Data excerpts:
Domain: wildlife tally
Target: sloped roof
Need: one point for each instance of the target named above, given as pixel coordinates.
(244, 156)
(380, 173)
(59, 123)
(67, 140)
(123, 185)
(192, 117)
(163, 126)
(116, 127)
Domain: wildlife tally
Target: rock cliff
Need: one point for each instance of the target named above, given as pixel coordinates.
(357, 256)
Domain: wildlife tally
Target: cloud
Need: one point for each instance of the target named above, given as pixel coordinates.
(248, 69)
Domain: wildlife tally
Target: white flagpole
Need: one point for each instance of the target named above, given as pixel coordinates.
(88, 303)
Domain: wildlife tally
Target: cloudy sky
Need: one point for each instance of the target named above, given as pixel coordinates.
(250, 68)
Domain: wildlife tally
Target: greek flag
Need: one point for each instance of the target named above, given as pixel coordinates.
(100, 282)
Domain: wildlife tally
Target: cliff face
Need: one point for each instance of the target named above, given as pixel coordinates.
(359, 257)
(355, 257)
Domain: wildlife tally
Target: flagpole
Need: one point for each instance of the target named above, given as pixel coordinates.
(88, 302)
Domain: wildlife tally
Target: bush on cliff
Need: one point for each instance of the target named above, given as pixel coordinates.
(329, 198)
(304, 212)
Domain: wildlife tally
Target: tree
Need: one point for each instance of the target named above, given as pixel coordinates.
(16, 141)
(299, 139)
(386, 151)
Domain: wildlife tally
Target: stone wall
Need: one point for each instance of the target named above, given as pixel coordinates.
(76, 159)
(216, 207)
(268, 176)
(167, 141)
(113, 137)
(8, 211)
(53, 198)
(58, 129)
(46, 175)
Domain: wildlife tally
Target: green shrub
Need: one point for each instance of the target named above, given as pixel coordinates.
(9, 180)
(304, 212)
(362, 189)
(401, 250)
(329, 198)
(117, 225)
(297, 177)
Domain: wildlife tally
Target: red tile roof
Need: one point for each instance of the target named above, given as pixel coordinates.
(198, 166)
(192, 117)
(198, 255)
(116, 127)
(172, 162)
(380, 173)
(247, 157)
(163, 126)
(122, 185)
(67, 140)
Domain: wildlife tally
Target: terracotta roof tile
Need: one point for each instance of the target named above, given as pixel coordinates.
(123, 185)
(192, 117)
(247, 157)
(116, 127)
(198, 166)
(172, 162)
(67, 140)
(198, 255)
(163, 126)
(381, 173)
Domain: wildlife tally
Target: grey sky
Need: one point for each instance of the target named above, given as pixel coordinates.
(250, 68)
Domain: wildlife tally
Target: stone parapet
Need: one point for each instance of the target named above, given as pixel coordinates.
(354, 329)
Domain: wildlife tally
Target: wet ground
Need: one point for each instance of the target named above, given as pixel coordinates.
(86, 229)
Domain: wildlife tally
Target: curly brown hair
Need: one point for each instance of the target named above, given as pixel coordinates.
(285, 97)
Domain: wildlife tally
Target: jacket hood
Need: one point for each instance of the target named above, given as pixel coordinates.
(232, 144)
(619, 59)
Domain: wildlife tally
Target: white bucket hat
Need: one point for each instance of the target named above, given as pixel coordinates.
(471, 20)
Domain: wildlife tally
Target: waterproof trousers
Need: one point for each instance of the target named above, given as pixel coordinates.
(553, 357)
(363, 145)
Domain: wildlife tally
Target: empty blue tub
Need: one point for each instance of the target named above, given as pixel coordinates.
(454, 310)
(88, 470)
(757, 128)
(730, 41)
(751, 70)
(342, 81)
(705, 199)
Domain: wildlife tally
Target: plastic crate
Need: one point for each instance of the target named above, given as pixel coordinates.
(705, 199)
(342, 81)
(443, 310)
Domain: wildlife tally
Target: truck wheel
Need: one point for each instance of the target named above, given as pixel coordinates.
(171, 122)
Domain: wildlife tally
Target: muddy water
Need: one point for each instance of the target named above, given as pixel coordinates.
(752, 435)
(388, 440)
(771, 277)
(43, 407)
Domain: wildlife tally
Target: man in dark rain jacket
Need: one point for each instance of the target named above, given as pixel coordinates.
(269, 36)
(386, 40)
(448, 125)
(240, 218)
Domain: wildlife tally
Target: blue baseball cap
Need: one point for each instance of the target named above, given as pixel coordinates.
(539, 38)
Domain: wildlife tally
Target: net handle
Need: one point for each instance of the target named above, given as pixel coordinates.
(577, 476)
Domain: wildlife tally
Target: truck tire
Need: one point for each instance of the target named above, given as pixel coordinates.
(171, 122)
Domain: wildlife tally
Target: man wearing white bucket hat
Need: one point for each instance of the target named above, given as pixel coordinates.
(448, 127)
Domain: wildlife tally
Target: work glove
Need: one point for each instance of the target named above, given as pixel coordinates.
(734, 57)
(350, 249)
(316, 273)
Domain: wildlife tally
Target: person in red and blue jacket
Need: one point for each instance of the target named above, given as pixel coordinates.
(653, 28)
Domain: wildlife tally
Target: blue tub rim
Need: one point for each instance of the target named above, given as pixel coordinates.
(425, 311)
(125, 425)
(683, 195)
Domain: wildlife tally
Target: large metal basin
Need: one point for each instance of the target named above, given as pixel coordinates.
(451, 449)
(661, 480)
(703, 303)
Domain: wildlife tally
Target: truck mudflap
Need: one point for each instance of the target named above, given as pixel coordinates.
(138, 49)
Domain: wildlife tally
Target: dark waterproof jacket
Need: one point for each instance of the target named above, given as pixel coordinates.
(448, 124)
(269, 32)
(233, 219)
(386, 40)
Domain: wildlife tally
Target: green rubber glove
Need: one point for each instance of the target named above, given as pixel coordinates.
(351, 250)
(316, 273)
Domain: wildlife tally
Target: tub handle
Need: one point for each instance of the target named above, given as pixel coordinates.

__TASK DESCRIPTION__: Every record shown above should be set down again exactly.

__RESULT FOR THIS TASK__:
Domain: wildlife tally
Target: sloped roof
Need: one point for each instance of the target named above, given as pixel coordinates.
(244, 156)
(380, 173)
(59, 123)
(67, 140)
(123, 185)
(192, 117)
(163, 126)
(116, 127)
Domain: wildlife tally
Target: rock cliff
Need: one point for each instance of the target named above, given as pixel coordinates.
(357, 256)
Domain: wildlife tally
Target: cloud
Need: one point for each instance of the target named above, given as pixel coordinates.
(248, 69)
Domain: wildlife tally
Target: white flagpole
Need: one point for each instance of the target named above, given as pixel coordinates.
(88, 303)
Domain: wildlife tally
Target: cloudy sky
Need: one point for each instance of the target named above, given as pixel coordinates.
(250, 68)
Domain: wildlife tally
Target: greek flag
Need: one point for each instance of the target named above, given as pixel coordinates.
(100, 282)
Domain: wildlife tally
Target: cliff face
Need: one point for each instance of the target named above, given as pixel coordinates.
(359, 257)
(355, 257)
Domain: wildlife tally
Target: flagpole
Need: one point for each instance of the target named above, given as pixel coordinates.
(88, 302)
Domain: wildlife tally
Target: bush on cliff
Need: one point for each instance of the target named above, given as pixel coordinates.
(329, 198)
(304, 212)
Domain: wildlife tally
Target: tree
Need: one point for each instance of the target named above, given as pixel coordinates.
(16, 141)
(299, 139)
(386, 151)
Domain: wildlife tally
Target: stone wall
Need: one point for each instance of the target named above, given as pixel coordinates.
(76, 159)
(216, 207)
(268, 176)
(167, 141)
(113, 137)
(8, 211)
(53, 198)
(58, 129)
(46, 175)
Domain: wildlife tally
Target: green shrub
Need: one point for each instance of the target named above, given as pixel coordinates.
(9, 180)
(304, 212)
(362, 189)
(401, 250)
(329, 198)
(117, 225)
(297, 177)
Domain: wildlife tally
Target: red tile roof
Need: one point for each instance of the target named above, given as pixel coordinates.
(198, 166)
(192, 117)
(198, 255)
(116, 127)
(172, 162)
(380, 173)
(247, 157)
(163, 126)
(122, 185)
(67, 140)
Domain: wildlife tally
Target: terracotta roof tile
Need: one point for each instance of the target named above, given as pixel coordinates.
(123, 185)
(192, 117)
(247, 157)
(116, 127)
(198, 166)
(172, 162)
(67, 140)
(198, 255)
(163, 126)
(381, 173)
Domain: wildlife tally
Target: grey sky
Need: one point for each instance of the target named above, given as pixel coordinates.
(250, 68)
Domain: wildlife tally
Target: stone parapet
Need: one point for each instance of the target named above, given as pixel coordinates.
(354, 329)
Domain: wildlife tally
Target: wet ground
Need: one point for each instance of the target named above, given as pixel coordinates.
(86, 229)
Domain: wildlife tally
Target: curly brown hair
Need: one point for each instance of the target named above, given as pixel coordinates.
(285, 97)
Domain: wildlife tally
Target: jacket hood
Need: one point for each instance of the target named above, given as pixel coordinates.
(232, 144)
(619, 59)
Domain: wildlife tally
Target: white bucket hat
Need: one point for each instance of the target named above, given as pixel coordinates.
(471, 20)
Domain: wildlife tally
Target: waterproof trousers
Need: one point for each instance of the target named above, given as pixel coordinates.
(553, 357)
(363, 145)
Domain: wildlife tally
Target: empty blue tub
Need: one point for each instance of the target named above, given as pixel coordinates.
(454, 310)
(88, 470)
(757, 128)
(730, 41)
(751, 70)
(342, 81)
(705, 199)
Domain: wildlife tally
Target: plastic crate
Need: one point for each instance of the target named above, given as pixel coordinates.
(705, 199)
(342, 81)
(443, 310)
Domain: wildlife tally
Target: truck wheel
Need: one point for each instance of the target named above, given as pixel coordinates.
(171, 122)
Domain: wildlife tally
Target: muddy water
Need: one point for each instance of the target named above, given as pixel coordinates.
(752, 435)
(388, 440)
(771, 277)
(43, 407)
Domain: wildlife tally
Target: man in dark rain jacket
Need: one point for each instance of the target named above, given as pixel coordinates.
(269, 36)
(386, 40)
(448, 125)
(240, 218)
Domain: wildlife tally
Target: blue baseball cap
Need: one point for each instance of the target named above, given as pixel coordinates.
(539, 38)
Domain: wildlife tally
Target: net handle
Need: one point for each instance of the target named above, given as pixel coordinates.
(577, 476)
Domain: wildlife tally
Target: truck tire
Need: one point for each instance of the target named above, given as pixel coordinates.
(171, 122)
Domain: wildlife tally
Target: man wearing white bucket hat
Need: one point for each instance of the target named above, given as pixel coordinates.
(448, 127)
Domain: wildlife tally
Target: work glove
Need: one point for each instance of the target named above, given as pixel coordinates.
(734, 57)
(350, 249)
(316, 273)
Domain: wildlife tally
Target: person in red and blue jacket
Need: one point for each instance of the target named above, given as pixel coordinates.
(653, 28)
Domain: wildlife tally
Target: blue tub rim
Need: one point for each instance of the target named above, given as pixel coordinates.
(425, 311)
(125, 425)
(683, 195)
Domain: wildlife tally
Target: large metal basin
Need: one point for each instance of the target named above, given as pixel coordinates.
(451, 449)
(661, 480)
(703, 303)
Domain: wildlife tally
Target: truck mudflap
Need: one point for each instance of the target named above, given as pixel coordinates.
(138, 49)
Domain: wildlife tally
Target: dark waterproof jacket
Need: one point for each instance of the target named above, given as pixel coordinates.
(448, 124)
(269, 32)
(233, 219)
(386, 40)
Domain: wildlife tally
Target: green rubber glove
Need: one point for each instance of the target named above, given as pixel coordinates.
(351, 250)
(316, 273)
Domain: wildlife tally
Target: tub handle
Need: one point for each instance of the target named above, given as pixel coordinates.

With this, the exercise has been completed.